** ЧТО СДЕЛАТЬ **
Напишите продолжение текста о пересечении Атлантики на моторной и гребной лодках, начиная сразу после его последнего предложения.

За время плавания мотолодка дважды встречала жестокие штормы и четыре менее свирепых шторма перенесла еще в Северной Атлантике. Во время самых сильных штормов лодку вместе с командой поднимали на борт «Клары Терезии» — базы, сопровождавшей «Коронет Эксплорер» во время перехода. В общей сложности «Коронет Эксплорер» пробыл на борту судна-базы 54 часа.
Попытки пересечь Атлантику на моторной лодке предпринимались и ранее, но все планы рушились по одной причине: из-за невозможности размещения запаса горючего на такой огромный переход. Горючее для «Коронет Эксплорер» в малых пластиковых .ёмкостях было погружено на борт «Клары Терезии».
История похода такова. Оле Ботвид, давно уже задумавший пересечь Атлантику, поделился своими соображениями с Одженгардом и Винном во время гонок Майами — Нассау. Оба спортсмена сразу же дали свое согласие на участие в трансатлантическом походе. Выбор пал на полуглиссер «Коронет Эксплорер». Друзья снабдили судно всем необходимым и в том числе — двумя рациями для связи с сопровождающим судном и с материками. Радиопеленгатор позволял удерживать судно на наивыгоднейшем курсе.
Пересечение Атлантики было серьезным испытанием для экипажа, судна, моторов и снаряжения. Хорошо продуманная подготовка экспедиции дала возможность испытать конструкцию судна и успешно закончить переход через океан.
На наших снимках — последняя проверка моторов перед выходом и «Коронет Эксплорер» в океане.
Однако это – следствие прогресса. Первыми же, на гребной лодке, используя исключительно силу мускулов, были два персонажа, сотворившие это еще в XIX веке.
Ясным утром 6 июня 1896 г. на набережной Баттери в Нью-Йорке собралась толпа. Провожали двух молодых людей, отправлявшихся в Европу путем необычайным, опасным и трудным — на маленькой лодке. Перед отплытием репортеры снова обшарили всю лодку и убедились, что в ней нет ни паруса, ни паровой машины, зато припасено целых десять пар весел. Запас продуктов был рассчитан на 60 дней.
Два отважных гребца — 27-летний Франк Самуэлсен и 30-летний Джордж Гарбо — решили получить специальный приз (10 тыс. долларов), учрежденный издателем бульварного листка «Полис газетт мэгэзин» за переход океана на веслах. Оба были родом из рыбачьего норвежского поселка, откуда их семьи эмигрировали в Америку, когда они были еще мальчиками. Оба с детства были хорошо знакомы с морем. Лодку для путешествия они заказали известной американской фирме и назвали ее по имени автора проекта «Фокс». В длину лодка имела всего 3,5 м, в ширину 1,5 м. В носу и корме были устроены водонепроницаемые отсеки — воздушные ящики.

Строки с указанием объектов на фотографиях

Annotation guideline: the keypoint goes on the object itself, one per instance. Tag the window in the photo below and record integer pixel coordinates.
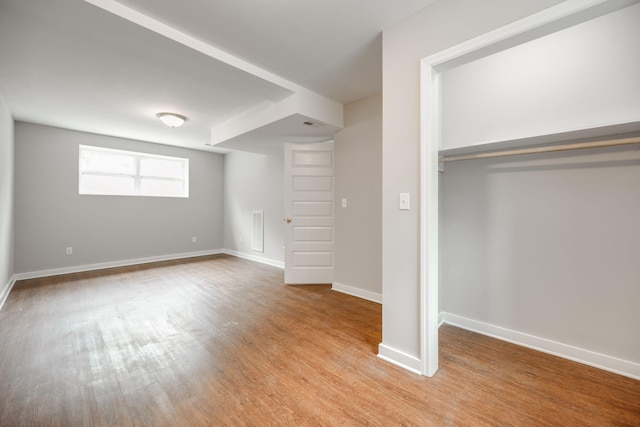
(124, 173)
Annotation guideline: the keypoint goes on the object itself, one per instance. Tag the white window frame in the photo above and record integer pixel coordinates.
(137, 177)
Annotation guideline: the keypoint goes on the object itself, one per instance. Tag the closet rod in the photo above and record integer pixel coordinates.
(547, 149)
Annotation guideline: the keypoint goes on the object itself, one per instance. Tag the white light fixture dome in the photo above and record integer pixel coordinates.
(171, 119)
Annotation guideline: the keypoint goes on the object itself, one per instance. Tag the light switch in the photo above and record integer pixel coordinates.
(404, 201)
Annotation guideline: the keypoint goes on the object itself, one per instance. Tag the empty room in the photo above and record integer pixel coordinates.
(419, 212)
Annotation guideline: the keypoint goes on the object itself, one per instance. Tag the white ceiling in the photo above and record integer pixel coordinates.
(245, 73)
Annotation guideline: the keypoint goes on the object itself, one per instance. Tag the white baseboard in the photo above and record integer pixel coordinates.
(580, 355)
(112, 264)
(255, 258)
(357, 292)
(399, 358)
(4, 294)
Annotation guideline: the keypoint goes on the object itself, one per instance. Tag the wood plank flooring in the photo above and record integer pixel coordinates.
(221, 341)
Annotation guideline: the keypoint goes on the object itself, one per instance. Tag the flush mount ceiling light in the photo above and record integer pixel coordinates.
(172, 120)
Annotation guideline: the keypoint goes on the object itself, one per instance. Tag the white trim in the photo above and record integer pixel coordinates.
(357, 292)
(112, 264)
(250, 257)
(399, 358)
(430, 128)
(565, 351)
(7, 290)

** ИТОГОВЫЙ ОТВЕТ **
Путешествие началось с отливом, который быстро вынес лодку в океан: вечером гребцы находились уже в 20 милях от берега. Каждый из них греб по 18 часов в сутки. Пять часов уходило на сон и один час — на еду. Гребли в основном ночью, когда опасность столкновения с судами особенно велика, а спали днем. Промокнув, гребцы грелись и сушились возле маленькой переносной печки, которую разжигали в передней части лодки.
35 дней путешествие протекало без каких-либо осложнений. 10 июля погода испортилась: начал лить дождь; волны достигали высоты 5—6 м. Смельчаки привязались к лодке. Две огромные волны одна за другой обрушились на маленькое суденышко и перевернули его вверх дном. Примерно через час, когда шторм немного утих, державшиеся за лодку гребцы смогли поставить ее в нормальное положение. Запасные весла и вода уцелели, но почти все продукты и печка исчезли.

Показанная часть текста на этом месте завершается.